» **Exercise directions**: Extract each record and reproduce it exactly.

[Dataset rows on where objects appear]
============
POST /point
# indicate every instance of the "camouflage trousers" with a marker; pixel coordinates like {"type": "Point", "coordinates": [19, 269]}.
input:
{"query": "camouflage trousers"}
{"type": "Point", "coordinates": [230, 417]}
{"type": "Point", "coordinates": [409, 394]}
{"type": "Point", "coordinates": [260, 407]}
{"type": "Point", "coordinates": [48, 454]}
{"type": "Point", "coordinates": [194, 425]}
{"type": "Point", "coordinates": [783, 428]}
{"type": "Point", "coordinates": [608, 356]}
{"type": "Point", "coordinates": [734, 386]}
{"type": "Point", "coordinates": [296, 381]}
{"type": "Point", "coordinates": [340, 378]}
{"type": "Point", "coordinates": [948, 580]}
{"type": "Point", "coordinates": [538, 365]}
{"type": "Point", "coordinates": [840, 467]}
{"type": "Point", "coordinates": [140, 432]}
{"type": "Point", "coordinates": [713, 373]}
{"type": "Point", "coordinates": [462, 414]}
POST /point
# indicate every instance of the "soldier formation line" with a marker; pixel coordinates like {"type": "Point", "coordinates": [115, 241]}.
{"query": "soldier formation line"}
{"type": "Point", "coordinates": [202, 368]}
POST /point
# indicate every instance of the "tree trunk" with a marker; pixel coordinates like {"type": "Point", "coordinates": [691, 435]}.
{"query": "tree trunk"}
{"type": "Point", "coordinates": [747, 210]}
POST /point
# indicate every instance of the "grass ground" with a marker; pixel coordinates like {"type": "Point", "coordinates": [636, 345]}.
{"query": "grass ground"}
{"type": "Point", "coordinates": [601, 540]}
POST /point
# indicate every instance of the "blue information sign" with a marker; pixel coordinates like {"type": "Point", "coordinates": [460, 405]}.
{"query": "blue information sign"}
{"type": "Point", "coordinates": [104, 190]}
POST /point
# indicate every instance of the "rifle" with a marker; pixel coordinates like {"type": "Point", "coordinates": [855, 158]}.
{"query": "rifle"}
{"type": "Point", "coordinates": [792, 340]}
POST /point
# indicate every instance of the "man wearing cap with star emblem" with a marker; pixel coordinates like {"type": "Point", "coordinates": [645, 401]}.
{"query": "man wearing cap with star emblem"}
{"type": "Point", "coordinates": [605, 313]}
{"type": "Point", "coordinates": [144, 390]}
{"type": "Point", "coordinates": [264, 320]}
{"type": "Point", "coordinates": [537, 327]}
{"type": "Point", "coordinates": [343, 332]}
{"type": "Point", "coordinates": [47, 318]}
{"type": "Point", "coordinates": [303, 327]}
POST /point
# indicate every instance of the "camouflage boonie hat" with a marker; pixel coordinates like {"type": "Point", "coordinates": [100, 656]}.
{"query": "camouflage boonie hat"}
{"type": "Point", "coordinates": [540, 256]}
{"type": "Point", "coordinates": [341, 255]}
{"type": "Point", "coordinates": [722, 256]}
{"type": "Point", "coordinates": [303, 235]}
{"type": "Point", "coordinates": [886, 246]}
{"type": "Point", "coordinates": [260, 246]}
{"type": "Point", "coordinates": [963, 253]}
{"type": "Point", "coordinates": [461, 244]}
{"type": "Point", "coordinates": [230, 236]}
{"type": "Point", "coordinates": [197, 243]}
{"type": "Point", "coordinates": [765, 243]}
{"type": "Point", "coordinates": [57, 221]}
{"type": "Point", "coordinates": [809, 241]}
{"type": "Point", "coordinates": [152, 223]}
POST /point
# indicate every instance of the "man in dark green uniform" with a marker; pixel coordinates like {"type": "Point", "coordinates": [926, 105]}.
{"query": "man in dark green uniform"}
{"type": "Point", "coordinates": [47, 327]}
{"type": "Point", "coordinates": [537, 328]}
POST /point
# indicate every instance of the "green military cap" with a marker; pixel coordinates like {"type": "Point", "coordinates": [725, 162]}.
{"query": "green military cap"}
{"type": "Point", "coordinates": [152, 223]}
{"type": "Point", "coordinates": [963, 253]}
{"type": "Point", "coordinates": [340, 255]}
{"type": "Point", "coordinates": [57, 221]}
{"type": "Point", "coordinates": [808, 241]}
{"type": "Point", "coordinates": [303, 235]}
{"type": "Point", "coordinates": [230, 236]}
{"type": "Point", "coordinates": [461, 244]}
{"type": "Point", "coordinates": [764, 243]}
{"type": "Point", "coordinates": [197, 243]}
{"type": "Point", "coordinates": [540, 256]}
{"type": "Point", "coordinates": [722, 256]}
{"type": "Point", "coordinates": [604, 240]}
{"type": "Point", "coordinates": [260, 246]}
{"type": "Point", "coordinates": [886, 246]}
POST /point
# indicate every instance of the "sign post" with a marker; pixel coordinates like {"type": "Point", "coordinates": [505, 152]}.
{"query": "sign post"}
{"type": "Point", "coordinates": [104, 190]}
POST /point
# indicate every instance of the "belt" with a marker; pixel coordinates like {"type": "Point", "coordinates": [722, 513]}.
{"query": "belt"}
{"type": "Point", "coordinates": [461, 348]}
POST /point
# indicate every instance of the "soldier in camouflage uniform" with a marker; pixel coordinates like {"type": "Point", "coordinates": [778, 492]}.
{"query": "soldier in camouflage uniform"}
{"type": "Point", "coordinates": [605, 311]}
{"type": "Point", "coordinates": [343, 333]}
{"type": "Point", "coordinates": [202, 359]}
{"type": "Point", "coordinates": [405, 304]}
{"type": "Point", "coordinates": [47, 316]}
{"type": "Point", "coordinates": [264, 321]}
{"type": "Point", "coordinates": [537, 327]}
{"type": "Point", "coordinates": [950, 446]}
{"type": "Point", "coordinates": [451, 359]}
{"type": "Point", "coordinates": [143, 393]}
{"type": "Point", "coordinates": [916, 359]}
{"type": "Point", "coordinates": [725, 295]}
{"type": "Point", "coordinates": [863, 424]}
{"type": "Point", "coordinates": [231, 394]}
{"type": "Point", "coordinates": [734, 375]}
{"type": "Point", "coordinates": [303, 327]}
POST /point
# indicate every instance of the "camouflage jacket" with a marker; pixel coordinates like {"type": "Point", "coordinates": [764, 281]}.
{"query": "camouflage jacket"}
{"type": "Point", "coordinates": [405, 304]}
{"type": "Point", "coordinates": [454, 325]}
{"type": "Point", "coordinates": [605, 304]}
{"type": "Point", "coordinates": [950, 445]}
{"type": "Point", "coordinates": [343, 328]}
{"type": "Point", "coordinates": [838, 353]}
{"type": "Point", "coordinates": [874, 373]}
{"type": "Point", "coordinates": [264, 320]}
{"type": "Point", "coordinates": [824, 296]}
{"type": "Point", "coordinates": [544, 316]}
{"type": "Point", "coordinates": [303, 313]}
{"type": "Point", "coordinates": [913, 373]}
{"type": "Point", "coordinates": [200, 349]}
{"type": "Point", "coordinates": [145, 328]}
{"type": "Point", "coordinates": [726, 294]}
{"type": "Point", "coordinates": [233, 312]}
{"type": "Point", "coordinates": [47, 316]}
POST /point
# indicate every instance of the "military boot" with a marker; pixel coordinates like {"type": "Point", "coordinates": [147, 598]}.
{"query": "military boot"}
============
» **Complete answer**:
POST /point
# indicate every instance of the "camouflage trousers" with a marker; pixel coordinates like {"type": "Point", "coordinates": [19, 269]}.
input:
{"query": "camouflage trousers"}
{"type": "Point", "coordinates": [230, 417]}
{"type": "Point", "coordinates": [409, 394]}
{"type": "Point", "coordinates": [260, 407]}
{"type": "Point", "coordinates": [48, 454]}
{"type": "Point", "coordinates": [194, 425]}
{"type": "Point", "coordinates": [783, 428]}
{"type": "Point", "coordinates": [608, 356]}
{"type": "Point", "coordinates": [734, 386]}
{"type": "Point", "coordinates": [296, 381]}
{"type": "Point", "coordinates": [340, 378]}
{"type": "Point", "coordinates": [948, 580]}
{"type": "Point", "coordinates": [538, 365]}
{"type": "Point", "coordinates": [840, 467]}
{"type": "Point", "coordinates": [140, 432]}
{"type": "Point", "coordinates": [713, 373]}
{"type": "Point", "coordinates": [462, 414]}
POST /point
# indicate every instance of the "soldier formation line" with a marker; pixel coordinates like {"type": "Point", "coordinates": [115, 241]}.
{"query": "soldier formation line"}
{"type": "Point", "coordinates": [202, 368]}
POST /point
# indicate every instance of the "tree trunk" with a marker; pixel coordinates like {"type": "Point", "coordinates": [691, 435]}.
{"query": "tree trunk"}
{"type": "Point", "coordinates": [747, 210]}
POST /point
# indicate every instance of the "grass ground" with a marker; pixel coordinates like {"type": "Point", "coordinates": [636, 345]}.
{"query": "grass ground"}
{"type": "Point", "coordinates": [601, 540]}
POST /point
# indicate every instance of the "blue information sign" with a marker; pixel coordinates like {"type": "Point", "coordinates": [460, 405]}.
{"query": "blue information sign"}
{"type": "Point", "coordinates": [104, 190]}
POST /point
# indicate every instance of the "rifle" with a marker; pixel coordinates like {"type": "Point", "coordinates": [855, 158]}.
{"query": "rifle"}
{"type": "Point", "coordinates": [792, 340]}
POST /point
# indicate every instance of the "man wearing cap with star emblem" with a marker; pixel coordinates like {"type": "Point", "coordinates": [645, 401]}.
{"query": "man wearing cap with star emblem"}
{"type": "Point", "coordinates": [605, 313]}
{"type": "Point", "coordinates": [144, 390]}
{"type": "Point", "coordinates": [264, 320]}
{"type": "Point", "coordinates": [537, 327]}
{"type": "Point", "coordinates": [343, 332]}
{"type": "Point", "coordinates": [47, 318]}
{"type": "Point", "coordinates": [303, 327]}
POST /point
# indicate every instance of the "camouflage boonie hat" with a marker; pixel coordinates like {"type": "Point", "coordinates": [100, 656]}.
{"query": "camouflage boonie hat"}
{"type": "Point", "coordinates": [540, 256]}
{"type": "Point", "coordinates": [341, 255]}
{"type": "Point", "coordinates": [722, 256]}
{"type": "Point", "coordinates": [303, 235]}
{"type": "Point", "coordinates": [886, 246]}
{"type": "Point", "coordinates": [260, 246]}
{"type": "Point", "coordinates": [963, 253]}
{"type": "Point", "coordinates": [461, 244]}
{"type": "Point", "coordinates": [230, 236]}
{"type": "Point", "coordinates": [197, 243]}
{"type": "Point", "coordinates": [765, 243]}
{"type": "Point", "coordinates": [57, 221]}
{"type": "Point", "coordinates": [809, 241]}
{"type": "Point", "coordinates": [152, 223]}
POST /point
# indicate every instance of the "man in dark green uniform" with a marker; pixel coordinates like {"type": "Point", "coordinates": [926, 105]}.
{"query": "man in dark green uniform"}
{"type": "Point", "coordinates": [47, 327]}
{"type": "Point", "coordinates": [537, 328]}
POST /point
# indicate every instance of the "green military cap" with a marker; pixel coordinates like {"type": "Point", "coordinates": [725, 162]}.
{"query": "green military cap"}
{"type": "Point", "coordinates": [152, 223]}
{"type": "Point", "coordinates": [963, 253]}
{"type": "Point", "coordinates": [340, 255]}
{"type": "Point", "coordinates": [57, 221]}
{"type": "Point", "coordinates": [808, 241]}
{"type": "Point", "coordinates": [303, 235]}
{"type": "Point", "coordinates": [230, 236]}
{"type": "Point", "coordinates": [461, 244]}
{"type": "Point", "coordinates": [764, 243]}
{"type": "Point", "coordinates": [197, 243]}
{"type": "Point", "coordinates": [540, 256]}
{"type": "Point", "coordinates": [722, 256]}
{"type": "Point", "coordinates": [604, 240]}
{"type": "Point", "coordinates": [260, 246]}
{"type": "Point", "coordinates": [886, 246]}
POST /point
# indicate every instance of the "sign post" with a marker; pixel coordinates like {"type": "Point", "coordinates": [505, 152]}.
{"query": "sign post"}
{"type": "Point", "coordinates": [104, 190]}
POST /point
# indicate every instance of the "belt" with a marker; pixel coordinates like {"type": "Point", "coordinates": [722, 513]}.
{"query": "belt"}
{"type": "Point", "coordinates": [461, 348]}
POST /point
# indicate every instance of the "soldier in camouflage uniform" with a marker; pixel coordinates like {"type": "Point", "coordinates": [778, 492]}.
{"query": "soldier in camouflage uniform"}
{"type": "Point", "coordinates": [605, 311]}
{"type": "Point", "coordinates": [343, 333]}
{"type": "Point", "coordinates": [202, 359]}
{"type": "Point", "coordinates": [405, 304]}
{"type": "Point", "coordinates": [47, 316]}
{"type": "Point", "coordinates": [264, 321]}
{"type": "Point", "coordinates": [537, 327]}
{"type": "Point", "coordinates": [950, 446]}
{"type": "Point", "coordinates": [451, 359]}
{"type": "Point", "coordinates": [143, 393]}
{"type": "Point", "coordinates": [916, 359]}
{"type": "Point", "coordinates": [725, 295]}
{"type": "Point", "coordinates": [863, 424]}
{"type": "Point", "coordinates": [231, 394]}
{"type": "Point", "coordinates": [734, 375]}
{"type": "Point", "coordinates": [303, 327]}
POST /point
# indicate every instance of the "camouflage jacket" with a marker; pixel coordinates like {"type": "Point", "coordinates": [764, 281]}.
{"query": "camouflage jacket"}
{"type": "Point", "coordinates": [405, 304]}
{"type": "Point", "coordinates": [454, 325]}
{"type": "Point", "coordinates": [605, 304]}
{"type": "Point", "coordinates": [950, 445]}
{"type": "Point", "coordinates": [343, 328]}
{"type": "Point", "coordinates": [838, 353]}
{"type": "Point", "coordinates": [874, 373]}
{"type": "Point", "coordinates": [264, 320]}
{"type": "Point", "coordinates": [824, 296]}
{"type": "Point", "coordinates": [544, 316]}
{"type": "Point", "coordinates": [303, 313]}
{"type": "Point", "coordinates": [913, 373]}
{"type": "Point", "coordinates": [200, 349]}
{"type": "Point", "coordinates": [145, 328]}
{"type": "Point", "coordinates": [726, 294]}
{"type": "Point", "coordinates": [233, 312]}
{"type": "Point", "coordinates": [47, 316]}
POST /point
# indicate every instance of the "military boot" with a marker; pixel coordinates like {"type": "Point", "coordinates": [147, 598]}.
{"query": "military boot"}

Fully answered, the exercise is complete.